▶ **PROVIDED DATA**
⁂
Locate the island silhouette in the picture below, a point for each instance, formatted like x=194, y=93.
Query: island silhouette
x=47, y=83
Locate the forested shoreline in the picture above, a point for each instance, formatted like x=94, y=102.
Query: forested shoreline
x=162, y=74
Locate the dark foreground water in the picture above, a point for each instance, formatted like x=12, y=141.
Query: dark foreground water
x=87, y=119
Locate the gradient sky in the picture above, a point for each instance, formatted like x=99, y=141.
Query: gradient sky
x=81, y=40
⁂
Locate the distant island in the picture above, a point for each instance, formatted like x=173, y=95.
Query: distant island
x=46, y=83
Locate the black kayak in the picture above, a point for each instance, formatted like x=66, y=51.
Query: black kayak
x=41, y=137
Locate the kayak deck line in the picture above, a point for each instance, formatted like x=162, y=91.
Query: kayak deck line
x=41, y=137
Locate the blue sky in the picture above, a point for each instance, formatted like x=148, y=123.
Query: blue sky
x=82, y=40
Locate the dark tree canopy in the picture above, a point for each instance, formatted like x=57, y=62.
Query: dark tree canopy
⁂
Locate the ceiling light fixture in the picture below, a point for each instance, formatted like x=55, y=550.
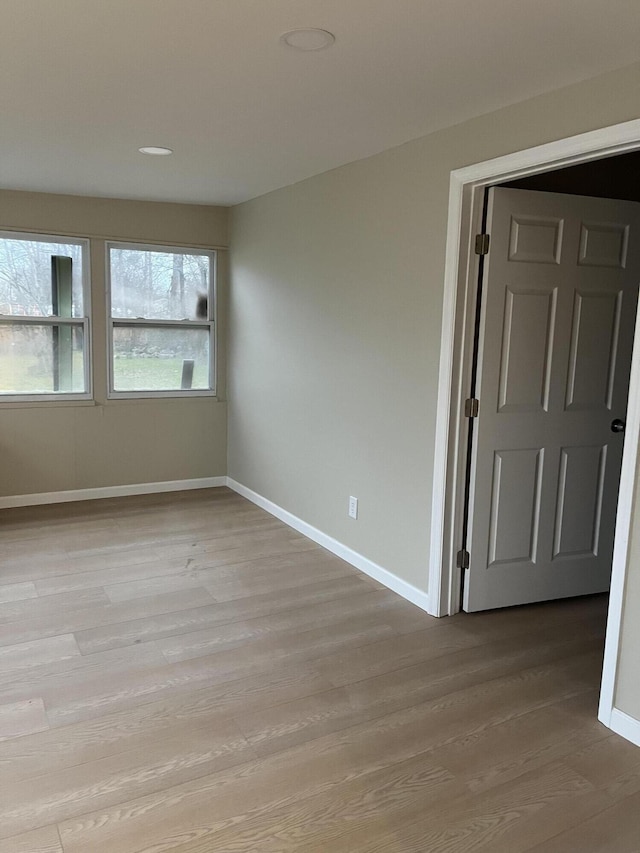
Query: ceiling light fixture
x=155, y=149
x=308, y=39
⁂
▶ **EXERCISE GOAL**
Please copy the lines above from the line with "Locate the kayak" up to and including the line with "Locate the dark tree", exactly as written and with nothing else.

▶ **WRITTEN RESPONSE**
Locate the kayak deck line in the picture above, a point for each instance, formatted like x=162, y=91.
Query: kayak deck line
x=41, y=137
Locate the blue sky in the picture above, a point for each instance, formatted like x=148, y=123.
Query: blue sky
x=82, y=40
Locate the dark tree canopy in the picture above, a point for each instance, formatted like x=57, y=62.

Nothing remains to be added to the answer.